- Requirement -
Rewrite the records below, changing "Kindly place the masks here" to "Write the masks here" wherever it occurs and keeping everything else the same. Leave the pictures out.

[Data records]
##########
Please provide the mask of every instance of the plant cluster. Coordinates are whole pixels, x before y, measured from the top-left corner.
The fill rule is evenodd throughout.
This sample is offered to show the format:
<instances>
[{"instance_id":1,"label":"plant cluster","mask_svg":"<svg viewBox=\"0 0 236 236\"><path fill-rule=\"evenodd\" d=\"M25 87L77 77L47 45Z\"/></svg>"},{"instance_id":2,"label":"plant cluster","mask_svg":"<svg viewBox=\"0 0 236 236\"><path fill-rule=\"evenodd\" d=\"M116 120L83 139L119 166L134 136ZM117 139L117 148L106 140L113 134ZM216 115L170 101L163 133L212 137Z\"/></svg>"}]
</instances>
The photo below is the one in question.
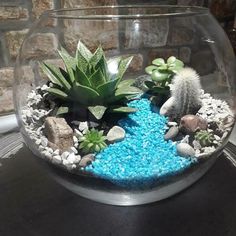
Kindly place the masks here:
<instances>
[{"instance_id":1,"label":"plant cluster","mask_svg":"<svg viewBox=\"0 0 236 236\"><path fill-rule=\"evenodd\" d=\"M100 152L107 145L105 143L106 137L103 135L103 131L96 130L94 128L88 130L84 136L79 138L81 142L79 149L85 154Z\"/></svg>"},{"instance_id":2,"label":"plant cluster","mask_svg":"<svg viewBox=\"0 0 236 236\"><path fill-rule=\"evenodd\" d=\"M215 138L212 132L200 130L195 134L195 140L197 140L201 146L206 147L211 145Z\"/></svg>"},{"instance_id":3,"label":"plant cluster","mask_svg":"<svg viewBox=\"0 0 236 236\"><path fill-rule=\"evenodd\" d=\"M152 65L145 68L147 74L151 75L151 81L145 81L151 94L168 94L169 84L173 76L184 67L184 63L174 56L165 60L156 58Z\"/></svg>"},{"instance_id":4,"label":"plant cluster","mask_svg":"<svg viewBox=\"0 0 236 236\"><path fill-rule=\"evenodd\" d=\"M105 112L135 111L126 104L141 91L133 86L134 80L122 80L132 57L106 60L101 46L92 54L81 41L75 57L64 48L58 53L65 70L45 62L41 65L51 82L48 92L62 101L57 114L70 112L72 107L79 106L100 120ZM115 73L109 70L109 65L116 67Z\"/></svg>"}]
</instances>

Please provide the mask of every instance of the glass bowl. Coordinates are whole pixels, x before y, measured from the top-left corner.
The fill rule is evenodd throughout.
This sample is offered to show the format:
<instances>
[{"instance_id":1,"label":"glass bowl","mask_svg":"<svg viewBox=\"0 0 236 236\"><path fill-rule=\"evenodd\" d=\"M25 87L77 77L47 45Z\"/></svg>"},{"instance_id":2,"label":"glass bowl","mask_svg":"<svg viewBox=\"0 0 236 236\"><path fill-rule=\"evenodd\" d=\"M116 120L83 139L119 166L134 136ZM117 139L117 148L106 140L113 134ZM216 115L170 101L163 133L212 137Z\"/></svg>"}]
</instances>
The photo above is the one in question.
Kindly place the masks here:
<instances>
[{"instance_id":1,"label":"glass bowl","mask_svg":"<svg viewBox=\"0 0 236 236\"><path fill-rule=\"evenodd\" d=\"M208 9L45 12L15 67L26 145L69 190L114 205L172 196L212 166L234 125L235 57Z\"/></svg>"}]
</instances>

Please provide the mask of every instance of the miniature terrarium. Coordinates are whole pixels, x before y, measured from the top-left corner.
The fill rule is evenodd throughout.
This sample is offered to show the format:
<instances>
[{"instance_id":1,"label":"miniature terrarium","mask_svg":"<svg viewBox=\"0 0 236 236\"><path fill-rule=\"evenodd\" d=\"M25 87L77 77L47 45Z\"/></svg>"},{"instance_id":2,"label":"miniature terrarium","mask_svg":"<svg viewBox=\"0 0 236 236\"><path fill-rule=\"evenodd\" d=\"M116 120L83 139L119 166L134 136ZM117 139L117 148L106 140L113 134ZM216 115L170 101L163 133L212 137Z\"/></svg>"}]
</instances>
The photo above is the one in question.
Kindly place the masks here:
<instances>
[{"instance_id":1,"label":"miniature terrarium","mask_svg":"<svg viewBox=\"0 0 236 236\"><path fill-rule=\"evenodd\" d=\"M49 11L15 77L26 145L65 187L104 203L186 188L234 125L235 58L205 8Z\"/></svg>"}]
</instances>

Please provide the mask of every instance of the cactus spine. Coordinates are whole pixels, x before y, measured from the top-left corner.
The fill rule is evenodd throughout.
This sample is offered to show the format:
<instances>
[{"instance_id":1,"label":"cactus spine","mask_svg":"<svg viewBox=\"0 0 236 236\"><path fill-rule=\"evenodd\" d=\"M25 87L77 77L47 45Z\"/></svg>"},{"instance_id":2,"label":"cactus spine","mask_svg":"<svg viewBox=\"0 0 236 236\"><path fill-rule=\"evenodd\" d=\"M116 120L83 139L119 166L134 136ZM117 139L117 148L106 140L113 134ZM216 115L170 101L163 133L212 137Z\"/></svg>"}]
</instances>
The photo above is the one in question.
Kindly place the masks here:
<instances>
[{"instance_id":1,"label":"cactus spine","mask_svg":"<svg viewBox=\"0 0 236 236\"><path fill-rule=\"evenodd\" d=\"M163 104L160 113L181 118L186 114L196 114L201 107L201 84L199 75L192 68L183 68L173 78L171 84L171 104ZM170 101L167 102L170 103ZM166 102L166 103L167 103Z\"/></svg>"},{"instance_id":2,"label":"cactus spine","mask_svg":"<svg viewBox=\"0 0 236 236\"><path fill-rule=\"evenodd\" d=\"M195 140L197 140L201 146L206 147L211 145L215 138L212 133L206 130L200 130L195 134Z\"/></svg>"}]
</instances>

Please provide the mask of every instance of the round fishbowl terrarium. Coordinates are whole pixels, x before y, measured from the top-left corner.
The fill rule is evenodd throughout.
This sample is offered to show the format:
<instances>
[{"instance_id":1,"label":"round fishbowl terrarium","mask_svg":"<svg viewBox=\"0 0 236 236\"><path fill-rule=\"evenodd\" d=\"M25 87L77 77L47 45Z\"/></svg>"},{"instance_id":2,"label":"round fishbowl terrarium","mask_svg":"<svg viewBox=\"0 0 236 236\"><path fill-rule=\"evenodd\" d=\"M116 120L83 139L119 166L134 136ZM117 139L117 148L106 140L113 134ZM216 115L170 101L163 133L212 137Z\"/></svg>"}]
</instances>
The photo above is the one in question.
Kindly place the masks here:
<instances>
[{"instance_id":1,"label":"round fishbowl terrarium","mask_svg":"<svg viewBox=\"0 0 236 236\"><path fill-rule=\"evenodd\" d=\"M26 145L59 183L108 204L167 198L215 162L234 125L235 57L200 7L44 13L15 68Z\"/></svg>"}]
</instances>

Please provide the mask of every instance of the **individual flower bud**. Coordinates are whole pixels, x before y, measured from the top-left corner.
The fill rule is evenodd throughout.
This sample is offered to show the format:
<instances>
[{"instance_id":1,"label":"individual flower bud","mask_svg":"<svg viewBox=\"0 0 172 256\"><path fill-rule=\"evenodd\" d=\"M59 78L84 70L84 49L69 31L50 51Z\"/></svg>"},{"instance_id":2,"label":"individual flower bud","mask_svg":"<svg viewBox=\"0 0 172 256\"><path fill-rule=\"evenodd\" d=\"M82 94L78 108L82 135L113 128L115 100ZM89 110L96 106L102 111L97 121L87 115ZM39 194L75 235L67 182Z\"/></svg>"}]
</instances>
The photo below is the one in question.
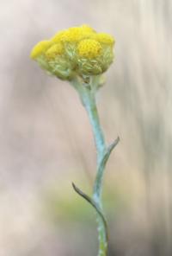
##########
- Expected output -
Please provide the mask of every instance of the plant cluster. Coordinates are whole pixels, x before y, measured from the top-left corner.
The fill rule is evenodd throughout.
This sample is offered to show the format:
<instances>
[{"instance_id":1,"label":"plant cluster","mask_svg":"<svg viewBox=\"0 0 236 236\"><path fill-rule=\"evenodd\" d=\"M25 87L77 77L47 45Z\"/></svg>"},{"instance_id":2,"label":"plant cluster","mask_svg":"<svg viewBox=\"0 0 236 236\"><path fill-rule=\"evenodd\" d=\"M116 120L83 139L119 166L134 136ZM117 139L117 148L106 140L113 134ZM216 115L170 101L163 133L212 137Z\"/></svg>"}]
</instances>
The photo below is the one in question.
Write the masks here:
<instances>
[{"instance_id":1,"label":"plant cluster","mask_svg":"<svg viewBox=\"0 0 236 236\"><path fill-rule=\"evenodd\" d=\"M100 152L107 145L105 143L106 137L103 135L103 131L96 130L94 128L88 130L84 136L79 138L81 142L79 149L85 154Z\"/></svg>"},{"instance_id":2,"label":"plant cluster","mask_svg":"<svg viewBox=\"0 0 236 236\"><path fill-rule=\"evenodd\" d=\"M215 138L212 132L200 130L195 134L195 140L197 140L201 146L206 147L211 145Z\"/></svg>"},{"instance_id":3,"label":"plant cluster","mask_svg":"<svg viewBox=\"0 0 236 236\"><path fill-rule=\"evenodd\" d=\"M152 65L145 68L147 74L151 75L151 81L145 81L151 94L168 94L169 84L173 76L184 67L184 63L174 56L165 60L156 58Z\"/></svg>"},{"instance_id":4,"label":"plant cluster","mask_svg":"<svg viewBox=\"0 0 236 236\"><path fill-rule=\"evenodd\" d=\"M105 112L135 111L126 104L141 91L133 86L134 80L122 80L132 57L106 60L101 46L92 54L81 41L75 57L64 48L58 53L65 70L45 62L41 65L51 82L48 92L62 101L57 114L70 112L72 107L79 106L100 120ZM115 73L109 70L109 65L116 67Z\"/></svg>"}]
</instances>

Please provide the mask of every instance of the glass bowl. Coordinates are whole pixels, x before y, measured from the top-left corner.
The fill rule is evenodd throughout.
This sample is offered to show the format:
<instances>
[{"instance_id":1,"label":"glass bowl","mask_svg":"<svg viewBox=\"0 0 236 236\"><path fill-rule=\"evenodd\" d=\"M25 87L77 77L47 45Z\"/></svg>"},{"instance_id":2,"label":"glass bowl","mask_svg":"<svg viewBox=\"0 0 236 236\"><path fill-rule=\"evenodd\" d=\"M116 120L83 139L119 166L134 136ZM117 139L117 148L106 140L113 134ZM216 115L170 101L163 133L212 137Z\"/></svg>"}]
</instances>
The photo above is the one in question.
Write the masks here:
<instances>
[{"instance_id":1,"label":"glass bowl","mask_svg":"<svg viewBox=\"0 0 236 236\"><path fill-rule=\"evenodd\" d=\"M208 9L45 12L15 67L26 145L69 190L114 205L172 196L212 166L234 125L235 57Z\"/></svg>"}]
</instances>

Please provide the mask of every instance of the miniature terrarium. Coordinates are whole pixels, x before y, measured from the top-left corner.
The fill rule is evenodd throughout.
This sample is offered to show the format:
<instances>
[{"instance_id":1,"label":"miniature terrarium","mask_svg":"<svg viewBox=\"0 0 236 236\"><path fill-rule=\"evenodd\" d=\"M25 87L77 77L47 45Z\"/></svg>"},{"instance_id":2,"label":"miniature terrarium","mask_svg":"<svg viewBox=\"0 0 236 236\"><path fill-rule=\"evenodd\" d=\"M116 120L83 139L119 166L134 136ZM117 139L117 148L106 140L113 134ZM216 115L170 101L163 133L212 137Z\"/></svg>"}]
</instances>
The photo above is the one in question.
Write the masks here:
<instances>
[{"instance_id":1,"label":"miniature terrarium","mask_svg":"<svg viewBox=\"0 0 236 236\"><path fill-rule=\"evenodd\" d=\"M49 11L15 77L26 145L65 187L104 203L186 188L234 125L235 58L205 8Z\"/></svg>"}]
</instances>

Please provide the mask of every instance of the cactus spine. Coordinates are whole pixels, x before y, measured from the top-left corner.
The fill rule is evenodd throughout.
This sample is offered to show the format:
<instances>
[{"instance_id":1,"label":"cactus spine","mask_svg":"<svg viewBox=\"0 0 236 236\"><path fill-rule=\"evenodd\" d=\"M25 87L77 77L47 45Z\"/></svg>"},{"instance_id":2,"label":"cactus spine","mask_svg":"<svg viewBox=\"0 0 236 236\"><path fill-rule=\"evenodd\" d=\"M116 120L83 139L119 166L134 136ZM117 139L117 148L106 140L113 134ZM216 115L170 101L163 133L212 137Z\"/></svg>"}]
</instances>
The photo above is the one in question.
Write the masks here:
<instances>
[{"instance_id":1,"label":"cactus spine","mask_svg":"<svg viewBox=\"0 0 236 236\"><path fill-rule=\"evenodd\" d=\"M163 104L160 113L181 118L186 114L196 114L201 107L201 84L199 75L192 68L183 68L173 78L171 84L171 104ZM170 101L167 102L170 103ZM166 102L166 103L167 103Z\"/></svg>"},{"instance_id":2,"label":"cactus spine","mask_svg":"<svg viewBox=\"0 0 236 236\"><path fill-rule=\"evenodd\" d=\"M195 140L197 140L201 146L206 147L211 145L215 138L212 133L206 130L200 130L195 134Z\"/></svg>"}]
</instances>

Please provide the mask of every instance of the round fishbowl terrarium. Coordinates are whole pixels, x before y, measured from the top-left corner.
The fill rule is evenodd throughout.
This sample is offered to show the format:
<instances>
[{"instance_id":1,"label":"round fishbowl terrarium","mask_svg":"<svg viewBox=\"0 0 236 236\"><path fill-rule=\"evenodd\" d=\"M25 87L77 77L47 45Z\"/></svg>"},{"instance_id":2,"label":"round fishbowl terrarium","mask_svg":"<svg viewBox=\"0 0 236 236\"><path fill-rule=\"evenodd\" d=\"M116 120L83 139L119 166L134 136ZM117 139L117 148L106 140L113 134ZM216 115L170 101L163 133L212 137Z\"/></svg>"}]
</instances>
The photo above is the one in question.
Write the masks here:
<instances>
[{"instance_id":1,"label":"round fishbowl terrarium","mask_svg":"<svg viewBox=\"0 0 236 236\"><path fill-rule=\"evenodd\" d=\"M26 145L59 183L108 204L167 198L215 162L234 125L235 57L200 7L44 13L15 68Z\"/></svg>"}]
</instances>

Please provide the mask of every instance of the **individual flower bud**. Coordinates are whole pixels, x before y, measured from the top-left corner.
The fill rule is evenodd throughout.
This sample is offered to show the format:
<instances>
[{"instance_id":1,"label":"individual flower bud","mask_svg":"<svg viewBox=\"0 0 172 256\"><path fill-rule=\"evenodd\" d=\"M59 78L84 70L84 49L69 31L50 51Z\"/></svg>"},{"instance_id":2,"label":"individual flower bud","mask_svg":"<svg viewBox=\"0 0 172 256\"><path fill-rule=\"evenodd\" d=\"M82 94L78 108L82 135L113 128L115 100ZM89 110L96 106L102 111L97 121L87 115ZM39 194L75 235L67 182Z\"/></svg>"}]
</instances>
The photo below is the one in question.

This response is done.